# START OF Document text

# Please explain volt-ampere and power factor



## Sliver (Mar 5, 2009)

Volt-amps is vector sum of watts and VARs, to add them use Pythagorean Therom: A^2+B^2=C^2 a=watts b=vars c=VA. Watts VARs and VA are all units of power, Watts is resistive power, VARs are reactive power, VA is apparent power. Coils and capacitors a reactive loads, and current will either lag voltage (coils) or lead voltage (caps). 

Power Factor = Watts/VA. Power Companies will fine businesses if the power factor is less than .9. Its used mainly by the POCO to see if they are supplying power that they don't need to be.

To correct power factor on a motor circuit you would hook up capacitors to supply the VARs that the motor needs for its coils, this works because as the capacitor is charging the coil is discharging.

http://en.wikipedia.org/wiki/Power_Factor will probably explain every thing better.


----------



## telecom_guy (Mar 26, 2009)

# END OF Document text
# START OF Extracted information

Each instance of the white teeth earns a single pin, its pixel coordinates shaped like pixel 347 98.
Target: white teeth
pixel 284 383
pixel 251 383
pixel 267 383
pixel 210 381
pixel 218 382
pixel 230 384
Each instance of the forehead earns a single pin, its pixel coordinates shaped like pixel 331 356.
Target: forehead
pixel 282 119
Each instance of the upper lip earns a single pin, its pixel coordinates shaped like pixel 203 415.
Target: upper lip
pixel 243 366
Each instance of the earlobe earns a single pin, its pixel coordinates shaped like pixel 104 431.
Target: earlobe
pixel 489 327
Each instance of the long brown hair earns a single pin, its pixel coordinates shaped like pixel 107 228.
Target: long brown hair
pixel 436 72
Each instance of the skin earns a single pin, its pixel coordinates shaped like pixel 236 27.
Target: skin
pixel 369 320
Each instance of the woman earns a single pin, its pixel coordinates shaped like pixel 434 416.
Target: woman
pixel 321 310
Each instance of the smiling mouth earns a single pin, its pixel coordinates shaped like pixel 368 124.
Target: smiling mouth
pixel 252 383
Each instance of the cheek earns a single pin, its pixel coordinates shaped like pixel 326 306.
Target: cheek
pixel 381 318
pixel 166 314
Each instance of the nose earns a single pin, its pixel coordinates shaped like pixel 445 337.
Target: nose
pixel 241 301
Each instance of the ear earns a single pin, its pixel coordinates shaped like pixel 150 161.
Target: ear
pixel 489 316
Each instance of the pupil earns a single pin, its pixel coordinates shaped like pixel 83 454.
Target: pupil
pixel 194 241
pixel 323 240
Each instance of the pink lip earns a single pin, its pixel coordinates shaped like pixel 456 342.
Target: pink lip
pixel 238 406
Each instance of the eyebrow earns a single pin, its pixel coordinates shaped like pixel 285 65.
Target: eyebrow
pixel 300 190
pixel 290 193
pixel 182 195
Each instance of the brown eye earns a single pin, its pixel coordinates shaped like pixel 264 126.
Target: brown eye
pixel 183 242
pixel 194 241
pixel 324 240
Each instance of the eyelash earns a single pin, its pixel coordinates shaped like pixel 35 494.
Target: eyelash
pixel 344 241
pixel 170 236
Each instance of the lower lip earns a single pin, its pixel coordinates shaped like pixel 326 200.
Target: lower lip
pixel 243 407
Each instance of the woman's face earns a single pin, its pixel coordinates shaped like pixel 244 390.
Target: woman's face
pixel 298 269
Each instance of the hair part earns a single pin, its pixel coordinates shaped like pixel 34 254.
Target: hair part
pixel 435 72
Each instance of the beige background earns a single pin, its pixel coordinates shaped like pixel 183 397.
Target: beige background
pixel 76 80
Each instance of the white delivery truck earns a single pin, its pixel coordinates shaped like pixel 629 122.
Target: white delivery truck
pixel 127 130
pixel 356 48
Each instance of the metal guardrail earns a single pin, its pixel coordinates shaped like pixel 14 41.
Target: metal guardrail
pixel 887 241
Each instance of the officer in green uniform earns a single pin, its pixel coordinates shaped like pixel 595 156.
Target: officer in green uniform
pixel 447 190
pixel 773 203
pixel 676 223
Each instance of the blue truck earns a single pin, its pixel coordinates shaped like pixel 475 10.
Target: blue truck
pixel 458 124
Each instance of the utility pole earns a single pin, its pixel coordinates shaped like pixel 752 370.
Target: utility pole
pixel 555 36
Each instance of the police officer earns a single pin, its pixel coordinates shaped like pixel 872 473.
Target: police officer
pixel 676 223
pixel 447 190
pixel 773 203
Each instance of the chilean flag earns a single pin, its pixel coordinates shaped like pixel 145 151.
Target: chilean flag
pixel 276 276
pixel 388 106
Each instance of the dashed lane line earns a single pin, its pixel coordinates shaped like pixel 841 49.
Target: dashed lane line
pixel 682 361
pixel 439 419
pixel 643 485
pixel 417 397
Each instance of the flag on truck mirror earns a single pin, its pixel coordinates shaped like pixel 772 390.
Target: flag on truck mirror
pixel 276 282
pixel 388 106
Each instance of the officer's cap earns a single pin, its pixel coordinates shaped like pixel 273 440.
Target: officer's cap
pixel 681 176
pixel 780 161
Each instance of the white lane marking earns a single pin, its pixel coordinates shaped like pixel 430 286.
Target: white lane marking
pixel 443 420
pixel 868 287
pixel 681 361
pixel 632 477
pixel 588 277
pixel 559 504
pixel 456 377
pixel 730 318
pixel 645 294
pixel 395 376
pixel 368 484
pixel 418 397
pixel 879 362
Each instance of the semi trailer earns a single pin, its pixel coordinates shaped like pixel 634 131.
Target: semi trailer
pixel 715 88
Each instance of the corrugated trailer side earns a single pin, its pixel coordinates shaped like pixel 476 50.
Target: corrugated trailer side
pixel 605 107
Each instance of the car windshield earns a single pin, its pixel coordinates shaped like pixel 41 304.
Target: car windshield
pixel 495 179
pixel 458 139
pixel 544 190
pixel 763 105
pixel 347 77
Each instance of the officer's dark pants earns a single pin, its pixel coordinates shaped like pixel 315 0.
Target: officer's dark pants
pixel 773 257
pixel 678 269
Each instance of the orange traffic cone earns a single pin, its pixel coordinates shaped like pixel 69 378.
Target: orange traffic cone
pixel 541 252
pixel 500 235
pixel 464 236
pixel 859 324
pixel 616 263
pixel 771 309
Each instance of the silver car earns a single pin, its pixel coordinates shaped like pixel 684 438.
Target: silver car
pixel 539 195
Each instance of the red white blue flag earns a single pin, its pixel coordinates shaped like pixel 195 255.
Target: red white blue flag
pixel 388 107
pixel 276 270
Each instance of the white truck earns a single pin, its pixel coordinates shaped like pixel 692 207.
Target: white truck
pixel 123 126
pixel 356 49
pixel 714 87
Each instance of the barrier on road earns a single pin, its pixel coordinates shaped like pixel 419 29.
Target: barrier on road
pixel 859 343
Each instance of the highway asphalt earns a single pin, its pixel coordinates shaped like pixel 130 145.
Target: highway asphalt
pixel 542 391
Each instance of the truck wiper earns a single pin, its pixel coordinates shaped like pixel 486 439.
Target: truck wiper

# END OF Extracted information

**Challenges**.
1. Answer these questions using the forum thread on volt-amperes and power factor.
(a) What kind of power are VARs?
(b) Below what power factor value do power companies fine businesses?
(c) What do you hook up to correct power factor on a motor circuit?
2. Write out the passage of the forum thread on volt-amperes and power factor from "Volt-amps is vector" to "lead voltage (caps).".
3. Extend the forum thread on volt-amperes and power factor from the point where it stops.

**The results**.
1.
(a) Reactive power.
(b) .9
(c) Capacitors.

2.
Volt-amps is vector sum of watts and VARs, to add them use Pythagorean Therom: A^2+B^2=C^2 a=watts b=vars c=VA. Watts VARs and VA are all units of power, Watts is resistive power, VARs are reactive power, VA is apparent power. Coils and capacitors a reactive loads, and current will either lag voltage (coils) or lead voltage (caps).

3.
So in the simple case of a generator of say 34 kw and 42 kva:

if you had purely inductive loads on it, you would be most concerned about the kva rating to make sure you get all the potential kw out of it, right?

As far a power factor goes, it looks like the power company would have to do an assessment of the facility to gather the required info it would need to come up with the power factor, right? Has anyone out there had to deal with a situation of power factor correction? Please explain how it went.


----------



## Zog (Apr 15, 2009)

telecom_guy said:


> So in the simple case of a generator of say 34 kw and 42 kva:
> 
> if you had purely inductive loads on it, you would be most concerned about the kva rating to make sure you get all the potential kw out of it, right?
> 
> As far a power factor goes, it looks like the power company would have to do an assessment of the facility to gather the required info it would need to come up with the power factor, right? Has anyone out there had to deal with a situation of power factor correction? Please explain how it went.


Not sure what you mean by purley inductive loads, there is no such thing. The kW rating of the generator is based on the size of the prime mover and the kVA rating rating is simply a function of the voltage and current ratings of the equipment.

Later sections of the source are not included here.